The records: Begin

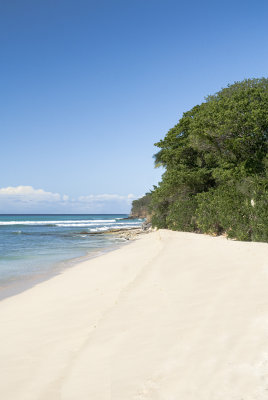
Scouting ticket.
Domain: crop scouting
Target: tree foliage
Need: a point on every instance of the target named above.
(216, 166)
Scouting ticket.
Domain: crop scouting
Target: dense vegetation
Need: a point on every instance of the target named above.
(216, 166)
(140, 207)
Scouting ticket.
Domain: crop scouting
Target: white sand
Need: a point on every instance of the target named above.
(172, 316)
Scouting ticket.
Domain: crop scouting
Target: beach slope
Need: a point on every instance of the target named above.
(170, 316)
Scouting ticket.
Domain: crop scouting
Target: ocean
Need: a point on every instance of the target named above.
(34, 246)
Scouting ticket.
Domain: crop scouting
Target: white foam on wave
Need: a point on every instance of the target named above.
(92, 221)
(106, 228)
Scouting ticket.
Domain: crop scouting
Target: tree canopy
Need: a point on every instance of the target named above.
(216, 166)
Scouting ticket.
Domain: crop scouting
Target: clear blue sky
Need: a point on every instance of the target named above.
(87, 88)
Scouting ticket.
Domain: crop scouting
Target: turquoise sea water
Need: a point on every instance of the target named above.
(32, 246)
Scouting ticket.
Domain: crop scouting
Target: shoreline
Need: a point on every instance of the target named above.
(171, 315)
(16, 286)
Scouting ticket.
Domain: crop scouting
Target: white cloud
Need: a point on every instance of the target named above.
(21, 199)
(28, 193)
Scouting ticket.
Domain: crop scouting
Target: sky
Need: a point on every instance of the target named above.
(88, 87)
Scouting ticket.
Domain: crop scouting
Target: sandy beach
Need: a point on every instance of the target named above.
(170, 316)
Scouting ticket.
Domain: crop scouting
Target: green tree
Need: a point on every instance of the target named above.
(215, 162)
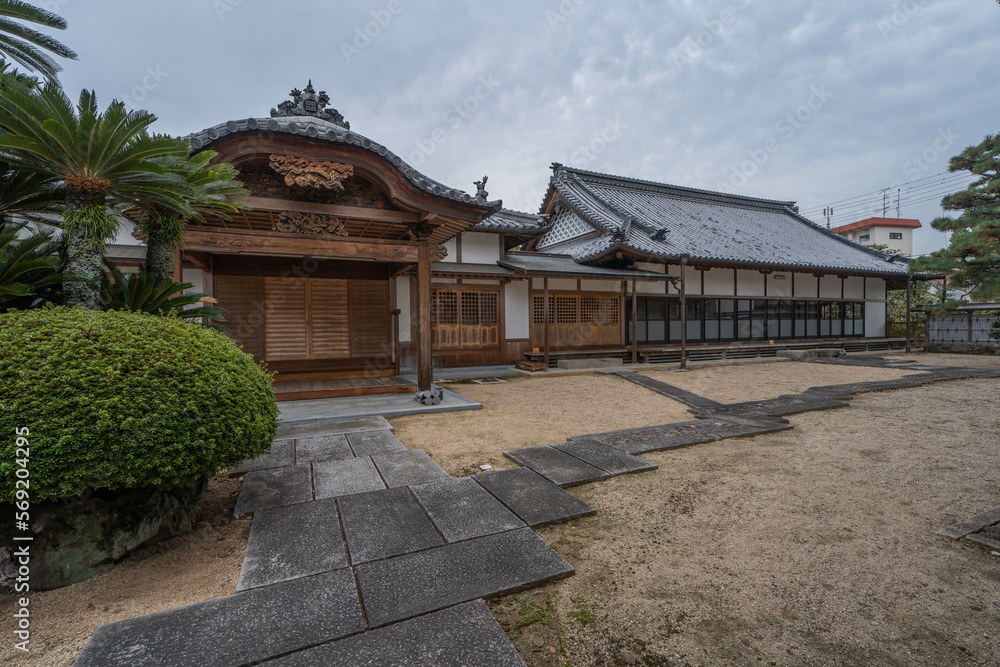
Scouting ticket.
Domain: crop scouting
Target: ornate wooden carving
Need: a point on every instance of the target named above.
(261, 181)
(309, 223)
(311, 174)
(438, 253)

The records: End

Work request
Reply with the number of lines in the entries that hold the word "tree", and add no other words.

Completed exercise
3